Collected data:
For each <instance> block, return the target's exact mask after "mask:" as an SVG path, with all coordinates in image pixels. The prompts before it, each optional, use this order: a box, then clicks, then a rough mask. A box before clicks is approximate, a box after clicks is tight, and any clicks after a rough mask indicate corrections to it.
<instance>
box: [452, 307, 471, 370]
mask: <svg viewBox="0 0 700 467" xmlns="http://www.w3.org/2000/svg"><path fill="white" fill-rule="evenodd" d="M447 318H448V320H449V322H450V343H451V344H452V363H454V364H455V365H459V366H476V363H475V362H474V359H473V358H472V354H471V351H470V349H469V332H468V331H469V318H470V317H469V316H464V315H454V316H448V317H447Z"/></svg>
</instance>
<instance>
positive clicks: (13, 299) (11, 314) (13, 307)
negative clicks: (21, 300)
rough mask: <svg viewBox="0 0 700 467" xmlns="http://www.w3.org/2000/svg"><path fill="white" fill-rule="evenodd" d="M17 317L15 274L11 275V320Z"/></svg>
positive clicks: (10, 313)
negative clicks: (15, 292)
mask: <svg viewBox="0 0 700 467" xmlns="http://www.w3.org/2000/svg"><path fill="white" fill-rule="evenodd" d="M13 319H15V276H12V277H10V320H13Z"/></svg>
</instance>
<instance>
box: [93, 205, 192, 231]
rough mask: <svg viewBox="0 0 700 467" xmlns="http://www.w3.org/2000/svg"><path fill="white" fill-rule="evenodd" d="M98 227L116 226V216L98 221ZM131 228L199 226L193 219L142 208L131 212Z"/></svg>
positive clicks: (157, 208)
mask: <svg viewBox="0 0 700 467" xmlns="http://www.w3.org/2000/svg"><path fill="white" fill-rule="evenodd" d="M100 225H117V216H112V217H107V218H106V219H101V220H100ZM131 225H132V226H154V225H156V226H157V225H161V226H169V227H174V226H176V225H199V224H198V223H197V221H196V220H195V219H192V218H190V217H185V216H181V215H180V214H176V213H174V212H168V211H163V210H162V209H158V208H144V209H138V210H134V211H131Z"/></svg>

### [About this task]
Respond with a single number: the count of lines in the entries above that contain the string "rough".

### [Task solution]
3